# How do you claim your truck?



## cumminswithplow (Jan 30, 2004)

Whats the best way to deduct your truck on your taxes. If you take mileage the you aren't being fair to yourself when you push snow. Depreciate it out over time. And take actual expense? Any ideas would help.


----------



## salopez (Apr 11, 2004)

depends on how your bus. is set up and how much taxes you are paying. plus helps if your truck is titled over 6k lbs. you can right the whole thing off in one year now, but you need the sales to benifit for this. i am going to write mine off over 3-4 years, same with plow and salter as capital expenses. that way i can benifit for longer with lower annual sales.


----------



## plowman350 (Jul 19, 2004)

*mileage vs. actual expenses*

There are 2 methods of calculating deductions for truck usage.

Method 1: usage: Total vehicle expenses for the entire year (car wash, oil change, repairs, gas, etc). Take this total and multiply it by the % of miles which were actually used for business.

Method 2: Mileage: Take your actual miles which were used for business purposes and multiply it by 36.5 cents. There's your deduction.

§ **Rows**
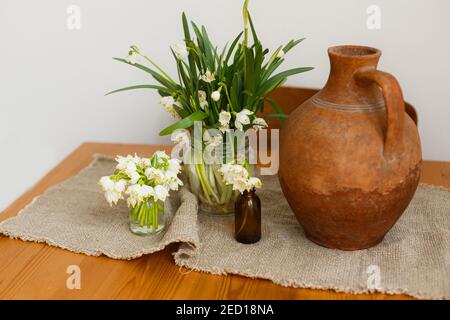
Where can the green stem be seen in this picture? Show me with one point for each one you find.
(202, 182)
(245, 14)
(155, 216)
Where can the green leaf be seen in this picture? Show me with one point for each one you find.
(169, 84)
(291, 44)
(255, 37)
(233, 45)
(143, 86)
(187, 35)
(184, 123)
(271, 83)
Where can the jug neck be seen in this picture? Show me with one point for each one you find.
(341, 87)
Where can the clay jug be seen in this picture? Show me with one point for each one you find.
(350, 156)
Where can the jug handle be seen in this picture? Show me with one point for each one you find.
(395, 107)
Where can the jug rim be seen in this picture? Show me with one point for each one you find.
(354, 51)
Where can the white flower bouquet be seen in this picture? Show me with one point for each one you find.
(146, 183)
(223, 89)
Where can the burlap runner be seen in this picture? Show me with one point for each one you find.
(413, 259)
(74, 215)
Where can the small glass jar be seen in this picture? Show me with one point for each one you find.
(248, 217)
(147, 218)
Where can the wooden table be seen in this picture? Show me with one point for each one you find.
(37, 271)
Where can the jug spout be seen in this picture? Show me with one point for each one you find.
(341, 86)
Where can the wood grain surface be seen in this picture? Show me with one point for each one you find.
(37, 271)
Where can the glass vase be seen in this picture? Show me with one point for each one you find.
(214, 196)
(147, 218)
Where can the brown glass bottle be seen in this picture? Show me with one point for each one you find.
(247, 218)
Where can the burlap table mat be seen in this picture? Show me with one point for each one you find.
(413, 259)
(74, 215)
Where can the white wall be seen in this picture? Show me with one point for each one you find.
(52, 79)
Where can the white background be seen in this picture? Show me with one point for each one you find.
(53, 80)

§ **Exercises to complete**
1) In the forum thread on deducting a truck on taxes, what rate is each business mile multiplied by under the mileage method?
2) Pick up the forum thread on deducting a truck on taxes from its last line and carry it on.

§ **Answers to the exercises**
1) 36.5 cents.

2)
Under IRS rules you may also depreciate your vehicle over a period of up to 7 years. You cannot depreciate it if you are using method 2 because that per-mile number includes depreciation, method 1 does not.

Finally, in the year you purchase the vehicle, you may deduct a large portion (even up to 100%) depending on your particular vehicle, purchase date, actual use (only 50% if it is also a personal vehicle), and other factors which your CPA will know. I talked to my CPA Monday about my new truck, he informed me that the rules changed for people who bought their truck after October of 2004. If you bought it before then, your deduction will be larger. If after October, you still get a nice deduction, but not AS nice.
Hope this helps.


----------



## ratlover (May 5, 2003)

a accelerated depreciation over 5 years. wrote the plow off 100% for the first year. I'm only writing off a percent of my truck based on what I use if for for personal and what I use it for for buisness.


----------



## Mick (May 19, 2001)

It will also depend on your State laws. For instance, in Maine, I can only use the depreciation method. If you use two trucks for business, it's considered a "fleet" and you can not deduct mileage. You must keep track of mileage and fuel receipts, though, to show percentage of mileage attributed to business.

Always use a professional tax preparer. They can save you money, besides keeping you out of trouble with the IRS.


----------



## Mower For Less (Nov 2, 2004)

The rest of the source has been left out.